▸ Document text:
────

Differential gene expression in LPS/IFNgamma activated microglia and macrophages: in vitro versus in vivo.

ABSTRACT

Two different macrophage populations contribute to CNS neuroinflammation CNS-resident microglia and CNS-infiltrating peripheral macrophages. Markers distinguishing these two populations in tissue sections have not been identified. Therefore, we compared gene expression between LPS (lipopolysaccharide)/interferon (IFN)gamma-treated microglia from neonatal mixed glial cultures and similarly treated peritoneal macrophages. Fifteen molecules were identified by quantative PCR (qPCR) as being enriched from 2-fold to 250-fold in cultured neonatal microglia when compared with peritoneal macrophages. Only three of these molecules (C1qA, Trem2, and CXCL14) were found by qPCR to be also enriched in adult microglia isolated from LPS/IFNgamma-injected CNS when compared with infiltrating peripheral macrophages from the same CNS. The discrepancy between the in vitro and in vivo qPCR data sets was primarily because of induced expression of the 'microglial' molecules (such as the tolerance associated transcript, Tmem176b) in CNS-infiltrating macrophages. Bioinformatic analysis of the approximately 19000 mRNAs detected by TOGA gene profiling confirmed that LPS/IFNgamma-activated microglia isolated from adult CNS displayed greater similarity in total gene expression to CNS-infiltrating macrophages than to microglia isolated from unmanipulated healthy adult CNS. In situ hybridization analysis revealed that nearly all microglia expressed high levels of C1qA, while subsets of microglia expressed Trem2 and CXCL14. Expression of C1qA and Trem2 was limited to microglia, while large numbers of GABA+ neurons expressed CXCL14. These data suggest that (i) CNS-resident microglia are heterogeneous and thus a universal microglia-specific marker may not exist; (ii) the CNS micro-environment plays significant roles in determining the phenotypes of both CNS-resident microglia and CNS-infiltrating macrophages; (iii) the CNS microenvironment may contribute to immune privilege by inducing macrophage expression of anti-inflammatory molecules.

────

▸ Provided material:
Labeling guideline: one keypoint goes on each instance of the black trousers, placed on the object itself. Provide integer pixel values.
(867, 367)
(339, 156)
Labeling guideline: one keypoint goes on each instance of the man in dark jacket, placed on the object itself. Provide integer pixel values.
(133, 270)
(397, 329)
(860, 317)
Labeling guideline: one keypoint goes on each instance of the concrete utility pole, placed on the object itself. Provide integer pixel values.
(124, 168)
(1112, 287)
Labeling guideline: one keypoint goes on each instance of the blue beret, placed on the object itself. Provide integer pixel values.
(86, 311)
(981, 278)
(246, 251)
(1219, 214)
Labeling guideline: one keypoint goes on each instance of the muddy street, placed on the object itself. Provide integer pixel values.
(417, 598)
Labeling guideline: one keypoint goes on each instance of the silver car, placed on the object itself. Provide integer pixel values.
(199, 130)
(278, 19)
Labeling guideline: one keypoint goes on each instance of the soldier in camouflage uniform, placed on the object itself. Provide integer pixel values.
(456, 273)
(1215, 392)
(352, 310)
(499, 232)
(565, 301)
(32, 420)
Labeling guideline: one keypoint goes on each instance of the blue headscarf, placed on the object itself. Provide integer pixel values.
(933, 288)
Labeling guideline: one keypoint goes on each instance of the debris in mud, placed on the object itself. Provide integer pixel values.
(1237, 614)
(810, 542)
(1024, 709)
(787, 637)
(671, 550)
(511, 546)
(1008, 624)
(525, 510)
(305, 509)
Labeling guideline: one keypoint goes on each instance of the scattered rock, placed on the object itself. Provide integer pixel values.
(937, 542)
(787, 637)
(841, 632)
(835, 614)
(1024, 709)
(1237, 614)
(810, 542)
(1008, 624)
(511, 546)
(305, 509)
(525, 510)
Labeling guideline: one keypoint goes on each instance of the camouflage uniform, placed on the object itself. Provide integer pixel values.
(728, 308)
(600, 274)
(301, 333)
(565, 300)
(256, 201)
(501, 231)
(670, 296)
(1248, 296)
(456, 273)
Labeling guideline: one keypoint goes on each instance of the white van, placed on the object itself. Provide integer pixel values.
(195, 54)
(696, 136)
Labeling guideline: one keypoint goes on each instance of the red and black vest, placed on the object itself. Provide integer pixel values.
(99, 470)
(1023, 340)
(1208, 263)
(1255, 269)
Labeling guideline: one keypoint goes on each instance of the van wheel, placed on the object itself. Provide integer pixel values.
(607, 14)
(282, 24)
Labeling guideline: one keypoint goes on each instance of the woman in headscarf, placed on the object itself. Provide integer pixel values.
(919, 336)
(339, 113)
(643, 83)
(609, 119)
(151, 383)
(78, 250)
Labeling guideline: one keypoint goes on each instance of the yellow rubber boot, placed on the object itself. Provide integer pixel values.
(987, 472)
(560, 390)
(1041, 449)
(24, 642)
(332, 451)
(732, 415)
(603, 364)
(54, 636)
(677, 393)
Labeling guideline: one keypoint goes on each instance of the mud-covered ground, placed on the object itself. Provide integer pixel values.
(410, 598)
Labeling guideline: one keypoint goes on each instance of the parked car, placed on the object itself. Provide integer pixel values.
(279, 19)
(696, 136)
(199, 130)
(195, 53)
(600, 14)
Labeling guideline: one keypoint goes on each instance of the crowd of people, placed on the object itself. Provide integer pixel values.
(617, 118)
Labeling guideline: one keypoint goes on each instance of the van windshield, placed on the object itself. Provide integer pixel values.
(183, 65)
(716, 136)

────

▸ How to complete this task:
Please decide whether each statement below agrees with the abstract on microglia and macrophages. Answer yes or no for each and quote the deciding words of the abstract.
(a) In cultured neonatal microglia, certain molecules were enriched by up to 250-fold compared with peritoneal macrophages.
(b) CXCL14 expression was found only in microglia.
(c) LPS/IFNgamma-activated microglia from adult CNS were more similar in total gene expression to microglia from unmanipulated healthy adult CNS than to CNS-infiltrating macrophages.

▸ Answer to this problem:
(a) Yes: "enriched from 2-fold to 250-fold in cultured neonatal microglia when compared with peritoneal macrophages"
(b) No: "Expression of C1qA and Trem2 was limited to microglia, while large numbers of GABA+ neurons expressed CXCL14"
(c) No: "displayed greater similarity in total gene expression to CNS-infiltrating macrophages than to microglia isolated from unmanipulated healthy adult CNS"